EXTRACTED MATERIAL:
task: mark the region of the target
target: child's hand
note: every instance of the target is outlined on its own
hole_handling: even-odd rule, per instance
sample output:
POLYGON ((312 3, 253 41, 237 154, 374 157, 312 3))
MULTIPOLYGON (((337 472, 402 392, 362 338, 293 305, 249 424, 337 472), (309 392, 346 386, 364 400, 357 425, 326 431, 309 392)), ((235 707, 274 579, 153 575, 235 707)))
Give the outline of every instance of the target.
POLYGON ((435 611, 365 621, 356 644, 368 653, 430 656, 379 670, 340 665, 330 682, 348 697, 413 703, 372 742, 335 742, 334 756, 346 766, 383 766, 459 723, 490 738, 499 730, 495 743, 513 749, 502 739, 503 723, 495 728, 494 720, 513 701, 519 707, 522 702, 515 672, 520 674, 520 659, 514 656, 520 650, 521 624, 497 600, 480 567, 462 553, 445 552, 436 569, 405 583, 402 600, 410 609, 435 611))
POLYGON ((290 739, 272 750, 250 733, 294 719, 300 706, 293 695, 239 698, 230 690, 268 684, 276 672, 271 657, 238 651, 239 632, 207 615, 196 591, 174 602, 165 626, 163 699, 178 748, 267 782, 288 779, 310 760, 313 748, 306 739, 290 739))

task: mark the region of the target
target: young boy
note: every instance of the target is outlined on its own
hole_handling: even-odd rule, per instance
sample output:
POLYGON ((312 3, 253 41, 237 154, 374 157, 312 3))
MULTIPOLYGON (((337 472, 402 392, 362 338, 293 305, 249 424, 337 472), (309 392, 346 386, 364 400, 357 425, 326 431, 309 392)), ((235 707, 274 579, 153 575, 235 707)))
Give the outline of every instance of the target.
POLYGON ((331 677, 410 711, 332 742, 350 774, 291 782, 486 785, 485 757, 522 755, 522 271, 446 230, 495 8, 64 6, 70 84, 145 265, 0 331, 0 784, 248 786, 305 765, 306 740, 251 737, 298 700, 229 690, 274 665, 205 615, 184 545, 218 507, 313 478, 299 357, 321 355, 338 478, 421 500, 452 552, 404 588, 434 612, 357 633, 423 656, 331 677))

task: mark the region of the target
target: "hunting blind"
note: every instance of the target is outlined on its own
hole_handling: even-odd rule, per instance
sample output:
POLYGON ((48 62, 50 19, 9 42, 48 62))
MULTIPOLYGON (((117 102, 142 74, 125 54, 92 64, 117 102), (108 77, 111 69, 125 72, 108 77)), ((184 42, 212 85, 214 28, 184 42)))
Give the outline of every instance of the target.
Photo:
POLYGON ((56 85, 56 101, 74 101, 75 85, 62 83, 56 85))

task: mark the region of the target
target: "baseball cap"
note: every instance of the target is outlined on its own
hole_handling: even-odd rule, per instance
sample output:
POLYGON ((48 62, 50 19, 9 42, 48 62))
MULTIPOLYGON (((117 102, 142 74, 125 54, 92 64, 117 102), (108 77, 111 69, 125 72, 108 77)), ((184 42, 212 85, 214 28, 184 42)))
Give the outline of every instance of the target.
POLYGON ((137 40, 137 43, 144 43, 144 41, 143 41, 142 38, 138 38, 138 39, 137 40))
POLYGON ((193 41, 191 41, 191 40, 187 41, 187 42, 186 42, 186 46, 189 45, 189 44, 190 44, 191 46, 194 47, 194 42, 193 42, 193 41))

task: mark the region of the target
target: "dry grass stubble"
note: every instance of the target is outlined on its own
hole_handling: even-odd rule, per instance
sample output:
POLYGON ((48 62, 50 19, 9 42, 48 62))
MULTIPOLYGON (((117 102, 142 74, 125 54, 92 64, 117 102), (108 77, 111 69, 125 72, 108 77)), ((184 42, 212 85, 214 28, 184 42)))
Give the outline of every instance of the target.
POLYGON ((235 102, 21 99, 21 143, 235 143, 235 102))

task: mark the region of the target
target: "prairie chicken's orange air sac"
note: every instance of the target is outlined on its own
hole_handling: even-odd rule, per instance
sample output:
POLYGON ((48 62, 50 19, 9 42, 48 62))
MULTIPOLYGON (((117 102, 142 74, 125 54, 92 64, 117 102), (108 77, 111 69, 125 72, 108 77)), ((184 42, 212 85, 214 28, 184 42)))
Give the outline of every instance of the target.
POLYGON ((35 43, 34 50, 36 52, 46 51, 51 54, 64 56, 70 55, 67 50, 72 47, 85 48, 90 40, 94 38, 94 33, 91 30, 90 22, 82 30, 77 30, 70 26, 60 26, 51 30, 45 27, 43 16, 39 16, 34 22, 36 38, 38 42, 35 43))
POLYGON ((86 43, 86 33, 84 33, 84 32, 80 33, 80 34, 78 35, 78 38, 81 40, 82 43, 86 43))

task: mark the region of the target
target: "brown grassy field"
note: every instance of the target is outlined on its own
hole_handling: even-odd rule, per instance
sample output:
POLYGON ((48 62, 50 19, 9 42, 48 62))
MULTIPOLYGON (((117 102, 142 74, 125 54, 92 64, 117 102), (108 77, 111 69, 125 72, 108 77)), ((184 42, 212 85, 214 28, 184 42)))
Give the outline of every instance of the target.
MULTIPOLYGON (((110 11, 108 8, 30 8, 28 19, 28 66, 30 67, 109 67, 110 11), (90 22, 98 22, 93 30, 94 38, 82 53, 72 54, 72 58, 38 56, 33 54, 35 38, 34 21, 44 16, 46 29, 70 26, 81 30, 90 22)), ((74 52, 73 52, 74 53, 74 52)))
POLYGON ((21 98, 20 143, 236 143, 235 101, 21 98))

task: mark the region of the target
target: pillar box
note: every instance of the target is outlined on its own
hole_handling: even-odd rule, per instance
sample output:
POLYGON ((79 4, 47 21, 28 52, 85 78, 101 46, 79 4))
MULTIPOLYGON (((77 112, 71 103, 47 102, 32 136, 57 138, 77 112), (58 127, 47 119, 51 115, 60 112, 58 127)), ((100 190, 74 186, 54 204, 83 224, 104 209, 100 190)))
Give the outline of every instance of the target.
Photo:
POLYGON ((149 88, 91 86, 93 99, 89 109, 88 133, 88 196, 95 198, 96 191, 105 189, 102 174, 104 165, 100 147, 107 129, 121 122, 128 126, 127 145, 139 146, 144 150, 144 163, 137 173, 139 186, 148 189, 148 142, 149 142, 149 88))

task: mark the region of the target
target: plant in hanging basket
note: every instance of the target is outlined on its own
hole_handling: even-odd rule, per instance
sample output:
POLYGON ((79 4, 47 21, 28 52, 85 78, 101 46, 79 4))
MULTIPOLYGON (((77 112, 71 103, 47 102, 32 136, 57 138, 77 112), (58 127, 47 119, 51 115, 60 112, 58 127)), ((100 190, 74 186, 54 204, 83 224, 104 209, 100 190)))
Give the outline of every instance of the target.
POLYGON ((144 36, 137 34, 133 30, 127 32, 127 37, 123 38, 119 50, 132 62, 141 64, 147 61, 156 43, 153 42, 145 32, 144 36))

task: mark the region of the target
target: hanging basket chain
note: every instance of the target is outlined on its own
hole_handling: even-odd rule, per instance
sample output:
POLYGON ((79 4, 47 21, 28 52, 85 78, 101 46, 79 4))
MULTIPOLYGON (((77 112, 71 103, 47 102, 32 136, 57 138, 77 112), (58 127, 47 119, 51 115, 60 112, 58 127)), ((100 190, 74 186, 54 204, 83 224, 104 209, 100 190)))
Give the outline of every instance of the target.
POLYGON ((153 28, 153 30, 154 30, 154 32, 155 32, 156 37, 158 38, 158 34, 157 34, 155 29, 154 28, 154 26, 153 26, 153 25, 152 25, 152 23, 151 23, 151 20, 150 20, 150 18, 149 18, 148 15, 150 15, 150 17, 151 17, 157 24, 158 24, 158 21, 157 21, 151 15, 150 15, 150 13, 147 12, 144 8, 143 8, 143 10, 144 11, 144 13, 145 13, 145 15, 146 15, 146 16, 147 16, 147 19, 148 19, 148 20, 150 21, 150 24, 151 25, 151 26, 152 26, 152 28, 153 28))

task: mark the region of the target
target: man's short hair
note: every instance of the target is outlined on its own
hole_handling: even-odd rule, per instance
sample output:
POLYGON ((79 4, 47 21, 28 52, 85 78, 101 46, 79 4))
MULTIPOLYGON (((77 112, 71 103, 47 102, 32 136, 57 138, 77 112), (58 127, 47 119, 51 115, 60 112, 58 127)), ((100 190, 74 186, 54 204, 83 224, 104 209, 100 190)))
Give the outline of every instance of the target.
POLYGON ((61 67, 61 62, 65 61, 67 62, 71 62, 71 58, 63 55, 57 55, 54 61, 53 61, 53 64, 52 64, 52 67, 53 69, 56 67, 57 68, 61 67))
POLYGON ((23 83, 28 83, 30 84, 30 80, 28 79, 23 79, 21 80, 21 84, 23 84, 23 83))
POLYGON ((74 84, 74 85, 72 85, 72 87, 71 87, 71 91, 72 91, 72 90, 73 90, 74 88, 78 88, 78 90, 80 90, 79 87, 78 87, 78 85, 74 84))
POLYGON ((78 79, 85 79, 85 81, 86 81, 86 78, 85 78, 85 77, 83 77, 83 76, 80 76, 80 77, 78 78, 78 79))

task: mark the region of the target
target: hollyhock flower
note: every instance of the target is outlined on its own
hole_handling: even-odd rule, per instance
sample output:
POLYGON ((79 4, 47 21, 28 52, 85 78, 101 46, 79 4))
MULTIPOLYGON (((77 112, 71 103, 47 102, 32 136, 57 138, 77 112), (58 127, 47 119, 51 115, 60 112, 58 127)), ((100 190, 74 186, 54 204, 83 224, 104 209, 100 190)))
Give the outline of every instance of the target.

YOUR GOAL: Rewrite everything from the start of the items down to the line containing "POLYGON ((331 677, 410", putting "small boy" in place of "young boy" and leaving all else unchanged.

REPLY TO THE EXERCISE:
task: mark the region of the target
target: child's hand
note: every instance of the target is outlined on its own
hole_handling: even-odd rule, per instance
sample output:
POLYGON ((312 3, 253 41, 237 154, 374 157, 312 3))
MULTIPOLYGON (((337 472, 402 392, 362 338, 293 305, 249 424, 337 472), (309 392, 346 386, 364 400, 357 425, 326 431, 309 392)), ((235 707, 274 579, 153 575, 235 707)))
Give the outline of every instance of the target.
POLYGON ((435 611, 365 621, 356 644, 368 653, 430 656, 379 670, 340 665, 330 682, 348 697, 413 703, 372 742, 335 742, 334 756, 346 766, 383 766, 459 723, 490 738, 499 730, 495 743, 513 749, 502 739, 503 723, 495 728, 494 720, 513 701, 519 707, 522 702, 515 672, 520 674, 520 659, 514 656, 520 650, 521 624, 497 600, 480 567, 462 553, 445 552, 436 569, 405 583, 402 600, 410 609, 435 611))
POLYGON ((290 739, 272 750, 250 733, 294 719, 300 706, 293 695, 239 698, 230 690, 268 684, 276 672, 271 657, 238 651, 239 632, 207 615, 196 591, 174 602, 165 626, 163 699, 178 748, 267 782, 288 779, 310 760, 313 748, 306 739, 290 739))

task: mark the region of the target
target: small boy
note: every instance of the target is outlined on its own
hole_handling: even-odd rule, per instance
sample output:
POLYGON ((312 3, 253 41, 237 154, 374 157, 312 3))
MULTIPOLYGON (((337 472, 402 392, 362 338, 293 305, 249 424, 337 472), (309 392, 346 386, 364 400, 357 425, 326 431, 309 392)), ((235 707, 274 579, 153 575, 235 707)))
Give the outline of every instance of the target.
POLYGON ((331 677, 410 711, 332 742, 350 774, 291 782, 486 785, 485 757, 522 755, 522 271, 446 230, 495 8, 64 6, 70 84, 145 265, 0 331, 0 784, 248 786, 305 765, 306 740, 251 737, 298 700, 229 690, 274 665, 205 615, 184 545, 218 507, 313 478, 299 357, 321 355, 338 478, 421 500, 452 552, 404 588, 434 612, 357 633, 423 656, 331 677))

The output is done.